建築物における小型分散型DAC技術の現在地
(文責: 坂野 佑馬)
建設業界においても脱炭素化の取組が加速している。建築物関連のGHG排出量は、世界全体の約37%を占めるとされ(図1を参照)、削減の余地が大きい。これまで建設業界では省エネルギー化(以下、省エネ化と記載)の一環としてLED照明への転換や断熱性能の向上、高効率空調機の導入などが進められてきた。近年では、、建築物のGHG排出量を「ライフサイクル(ホールライフ)カーボン(建築物のライフサイクル全体におけるカーボン)」、「エンボディードカーボン(建物の構造に埋め込まれているカーボン)」、「オペレーションカーボン(建物の運用時に発生するカーボン)」の3つに分類し、総合的に削減する方向へと進化している。
図1.世界のセクター別のCO2排出量(2023年度)

出所:国土交通省「建築物のライフサイクルカーボン削減に向けた施策の動向」より引用
 エンボディードカーボンの削減には、脱炭素化素材を用いた建材の利用が鍵となる。代表例としては、製造過程でのCO₂排出を極限まで抑えたゼロカーボンスチールやゼロカーボンコンクリートがある。これらは、建築物の構造そのものに内包されるCO₂を根本的に低減する手段として注目されている。
 一方、オペレーショナルカーボンの削減では、ZEB化(Net Zero Energy Building)が中核的な施策として推進されている。ZEBとは、省エネ化と再生可能エネルギーの導入によって、外部からのエネルギー供給に依存することなく、建物内で使用するエネルギーを全て自前で賄うか、余剰エネルギーを外部に供給できる建築物を指す。これは、建物の運用段階におけるCO₂排出を実質的にゼロへと近づける取組であり、次世代の建築モデルとして普及が進んでいる。
+ + + + +
#### 課題内容:
建築物のDAC技術に関する文章を、最後の段落の次から書き継ぐこと。 このあとのリストは、建築物のDAC技術に関する文章とは関係がない。

#### 収集データ:
+ + + + +
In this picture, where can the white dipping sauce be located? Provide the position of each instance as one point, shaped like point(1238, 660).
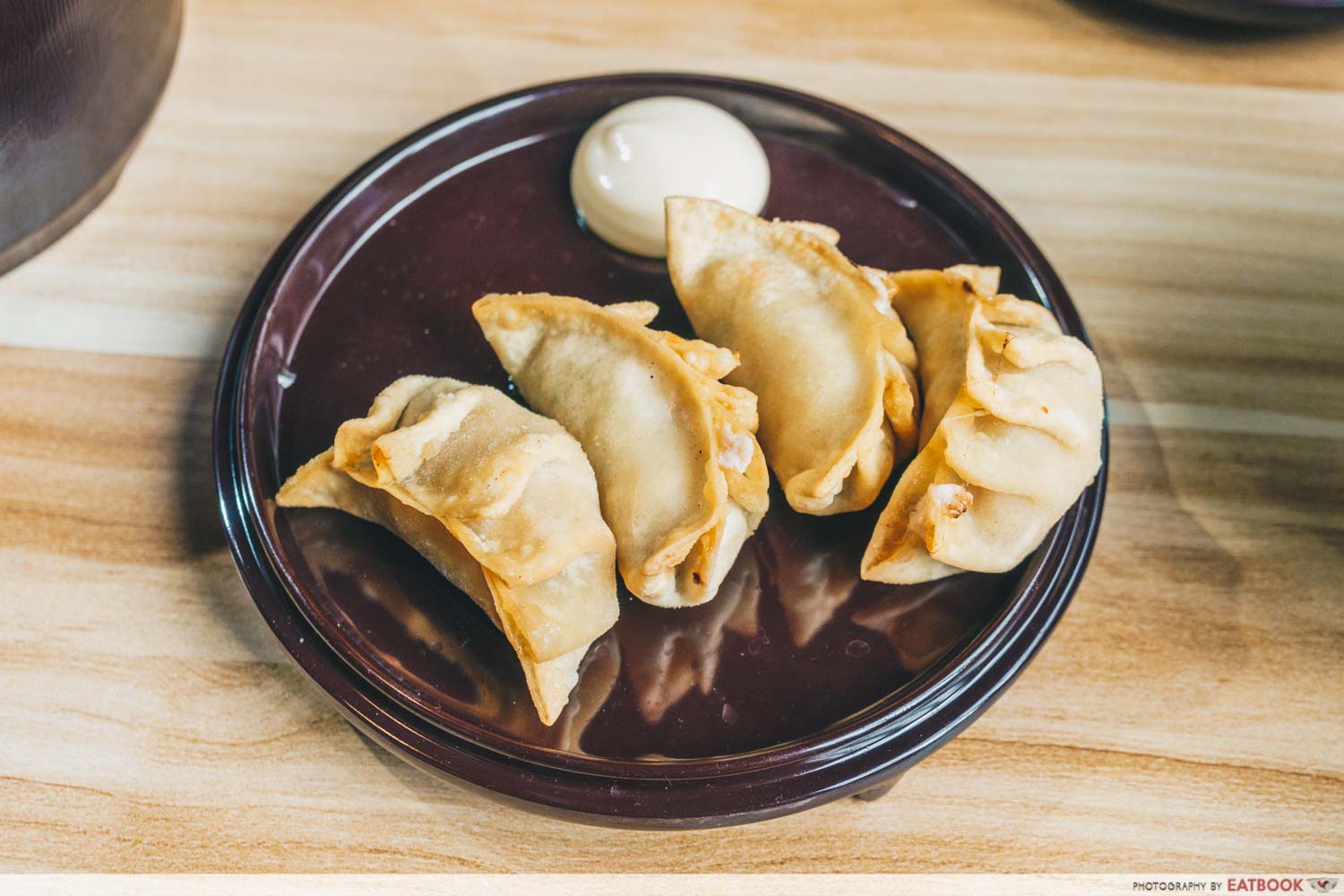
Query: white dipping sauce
point(640, 153)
+ + + + +
#### 課題の解答:
 日本政府は建築物の脱炭素化を重要課題として捉え、「建築物のライフサイクルカーボンの削減に向けた取組の推進に係る基本構想」を発表している。日本国内における建築物LCAの仕組み設計、建築物のホールライフカーボン表示義務化、および脱炭素化建材の研究開発促進などを2025年から進め、2028年に建築物LCA制度をスタートさせる予定だ(図2を参照)。
図2. 建築物ライフサイクルカーボン削減に向けた日本政府の検討施策ロードマップ

出所:内閣官房「建築物のライフサイクルカーボンの削減 に向けた取組の推進に係る基本構想」
ゼロカーボン素材の利用やZEB化が先行施策として普及しつつある中、建築物内におけるDAC(Direct Air Capture)技術の活用が第三の矢として注目を集めるようになってきている。建築物内のCO2を吸収・除去することにより、理論上は建築物のネガティブエミッション化(CO2を回収・貯留・固定化し、排出量を実質マイナスにすること)を目指すことが可能となる。
本稿では、建築物内のHVAC(暖房、換気、空調)システムに活用されるDAC技術に関して、既に商用利用段階にある海外の事例を紹介する。
Soletair Power[i]の「HVAC統合型DACユニット」と「室内用DAC空気清浄機」
 Soletair Powerは、フィンランドに拠点を置くDAC技術開発企業であり、建築物のHVACシステムと一体化できるモジュラー型DACユニットを開発している。同社の技術は、建物の換気システムそのものをCO₂吸収装置として機能させる点に特徴があり、建築物を「炭素吸収インフラ」へと転換するアプローチを展開している。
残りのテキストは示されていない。